The exercise:
Extend the personal blog entries below by writing what follows their last sentence, keeping the same voice.

>> BEGIN Text to read

Monday, August 31, 2009

用心再深看不出来

Why must it always be so painful?
Why must i always suffer all this?
What have i done to deserve all this?
You know how painful it is to watch your other partner watching you go away without a proper goodbye?
You know how much courage is needed to pick myself up once you demolished my hardwork?
I am really feeling very painful?
All that i've done had gone down the drain. All of them.
不管我做了多少
在你眼里永远都有磨灭不掉的瑕丝
是不是我不会爱
试着填满你的心但永远都填不满
这条路由你带领我吧,我累了,什么都不想做
是我的错,错在我太愚笨

Sunday, August 23, 2009

如果人类连爱一个人都被自己绑住 那世界末日已来到 不需要等到地球毁灭掉的那天

Yes, I've just changed the url.
I don't really like my blog being shown to the public, so i am going to make this a bit more private than the previous one.
I've made up a conclusion for this week.
Life sucks, life is not fair, i hate being and IQ low person.

>> END Text to read
>> BEGIN Information provided

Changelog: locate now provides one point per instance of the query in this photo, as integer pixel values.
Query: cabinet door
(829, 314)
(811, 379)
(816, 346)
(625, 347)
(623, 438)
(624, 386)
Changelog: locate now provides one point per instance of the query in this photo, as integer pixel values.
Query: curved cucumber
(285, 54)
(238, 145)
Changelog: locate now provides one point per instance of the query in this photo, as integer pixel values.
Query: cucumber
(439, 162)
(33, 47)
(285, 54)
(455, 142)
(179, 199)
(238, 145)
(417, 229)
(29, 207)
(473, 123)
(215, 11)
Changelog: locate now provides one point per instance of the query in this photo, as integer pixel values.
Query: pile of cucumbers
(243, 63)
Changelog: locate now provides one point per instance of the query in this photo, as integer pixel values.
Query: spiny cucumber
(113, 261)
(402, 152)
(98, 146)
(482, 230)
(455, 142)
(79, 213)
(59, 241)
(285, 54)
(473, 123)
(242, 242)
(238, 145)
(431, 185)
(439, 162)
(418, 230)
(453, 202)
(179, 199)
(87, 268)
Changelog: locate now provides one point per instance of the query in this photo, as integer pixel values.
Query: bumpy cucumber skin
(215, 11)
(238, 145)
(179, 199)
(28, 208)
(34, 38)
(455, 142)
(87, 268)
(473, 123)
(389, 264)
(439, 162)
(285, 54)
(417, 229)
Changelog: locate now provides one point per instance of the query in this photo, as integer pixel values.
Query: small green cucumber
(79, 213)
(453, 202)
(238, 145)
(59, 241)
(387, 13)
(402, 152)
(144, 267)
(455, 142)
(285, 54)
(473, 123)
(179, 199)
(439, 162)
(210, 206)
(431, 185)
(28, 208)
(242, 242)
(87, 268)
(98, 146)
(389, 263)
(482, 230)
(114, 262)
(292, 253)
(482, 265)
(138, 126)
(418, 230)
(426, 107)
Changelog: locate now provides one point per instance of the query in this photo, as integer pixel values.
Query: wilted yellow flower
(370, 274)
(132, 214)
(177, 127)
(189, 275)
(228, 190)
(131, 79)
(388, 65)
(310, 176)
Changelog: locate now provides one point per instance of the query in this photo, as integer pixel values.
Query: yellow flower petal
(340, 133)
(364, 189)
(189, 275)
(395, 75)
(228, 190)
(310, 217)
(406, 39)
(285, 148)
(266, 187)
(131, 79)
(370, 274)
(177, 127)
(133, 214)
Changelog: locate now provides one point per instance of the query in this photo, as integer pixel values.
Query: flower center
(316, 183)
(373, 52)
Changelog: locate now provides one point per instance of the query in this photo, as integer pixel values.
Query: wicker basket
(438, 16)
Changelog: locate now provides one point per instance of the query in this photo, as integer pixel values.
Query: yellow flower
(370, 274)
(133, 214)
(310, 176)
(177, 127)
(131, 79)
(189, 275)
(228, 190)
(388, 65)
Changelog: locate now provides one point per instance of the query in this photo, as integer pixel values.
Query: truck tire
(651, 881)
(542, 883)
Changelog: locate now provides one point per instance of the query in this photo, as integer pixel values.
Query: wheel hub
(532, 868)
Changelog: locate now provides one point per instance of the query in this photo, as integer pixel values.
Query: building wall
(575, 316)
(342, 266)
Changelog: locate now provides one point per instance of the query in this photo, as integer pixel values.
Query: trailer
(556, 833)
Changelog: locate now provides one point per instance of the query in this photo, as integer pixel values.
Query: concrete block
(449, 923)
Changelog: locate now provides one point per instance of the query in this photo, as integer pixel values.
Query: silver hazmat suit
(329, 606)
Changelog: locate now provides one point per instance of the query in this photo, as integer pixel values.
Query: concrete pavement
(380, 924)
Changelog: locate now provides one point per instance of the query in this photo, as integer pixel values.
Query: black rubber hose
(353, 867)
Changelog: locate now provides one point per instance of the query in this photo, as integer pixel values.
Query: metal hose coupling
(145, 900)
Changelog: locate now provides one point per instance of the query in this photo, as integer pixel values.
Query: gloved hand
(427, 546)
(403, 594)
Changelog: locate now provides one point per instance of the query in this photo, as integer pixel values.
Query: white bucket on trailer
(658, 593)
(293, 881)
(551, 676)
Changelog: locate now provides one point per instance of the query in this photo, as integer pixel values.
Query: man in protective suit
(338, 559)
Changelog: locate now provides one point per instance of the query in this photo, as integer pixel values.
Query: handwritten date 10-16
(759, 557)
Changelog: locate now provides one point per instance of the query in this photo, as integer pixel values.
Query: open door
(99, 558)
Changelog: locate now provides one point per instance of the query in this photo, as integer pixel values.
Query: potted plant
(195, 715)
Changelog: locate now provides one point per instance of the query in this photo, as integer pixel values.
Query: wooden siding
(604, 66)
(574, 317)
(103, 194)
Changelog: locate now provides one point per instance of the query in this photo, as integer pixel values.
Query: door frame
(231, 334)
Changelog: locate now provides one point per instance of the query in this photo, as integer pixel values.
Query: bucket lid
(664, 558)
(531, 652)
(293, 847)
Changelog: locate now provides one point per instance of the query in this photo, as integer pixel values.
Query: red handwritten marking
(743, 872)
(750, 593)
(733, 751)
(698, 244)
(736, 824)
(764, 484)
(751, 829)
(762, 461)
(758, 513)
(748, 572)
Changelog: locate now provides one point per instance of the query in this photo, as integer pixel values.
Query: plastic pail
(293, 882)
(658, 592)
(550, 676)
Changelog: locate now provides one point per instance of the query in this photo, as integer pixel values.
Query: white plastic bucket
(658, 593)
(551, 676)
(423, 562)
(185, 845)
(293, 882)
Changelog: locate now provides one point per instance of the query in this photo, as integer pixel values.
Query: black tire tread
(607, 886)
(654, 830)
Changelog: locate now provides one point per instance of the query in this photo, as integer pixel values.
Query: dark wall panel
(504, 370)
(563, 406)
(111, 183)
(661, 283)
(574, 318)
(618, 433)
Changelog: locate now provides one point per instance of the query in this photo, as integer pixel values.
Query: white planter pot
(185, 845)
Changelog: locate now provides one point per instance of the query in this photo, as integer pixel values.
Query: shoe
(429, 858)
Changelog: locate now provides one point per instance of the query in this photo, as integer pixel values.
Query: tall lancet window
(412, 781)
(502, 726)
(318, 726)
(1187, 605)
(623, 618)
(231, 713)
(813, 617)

>> END Information provided

Response to the task:
Why is it that people fool around in class and can get good results?
Why is it that I've tried my best and my results is not appealing at all?
Why is it that my temper is always getting the better of me?
Why am i always disappointing her?
What must i do to improve?
Improve what?
Improve my character, my intelligence.
I hate this, i hate being unlucky. I'll tell you why am i unlucky.
Firstly, i quarelled with her 2 times in a week for trivial matters.
Secondly, my scoop broke while i was bathing yesterday.
Thirdly, my restaurant city popularity dropped tremendously for no apparent reasons but it shot up in the end.
Fourth, I will be having extra chem practical next week after focus! WHY?! Because Mdm Jo went to teach the pure sciences during their SPA periods leaving us for our theory and now rushing for practical. Whereas Miss Tan, whom has 2 pure science classes DID NOT asked for any extra practicals!
Fifth, my temper is getting from bad to worse!
WHY AM I SO FREAKING UNLUCKY THIS WEEK!? WHY! WHAT CAN I DO TO ADVERSE IT!?
And..
Why did i do all this to her, i know its hurtful, why did i do all this?
I am sorry, forgive me please.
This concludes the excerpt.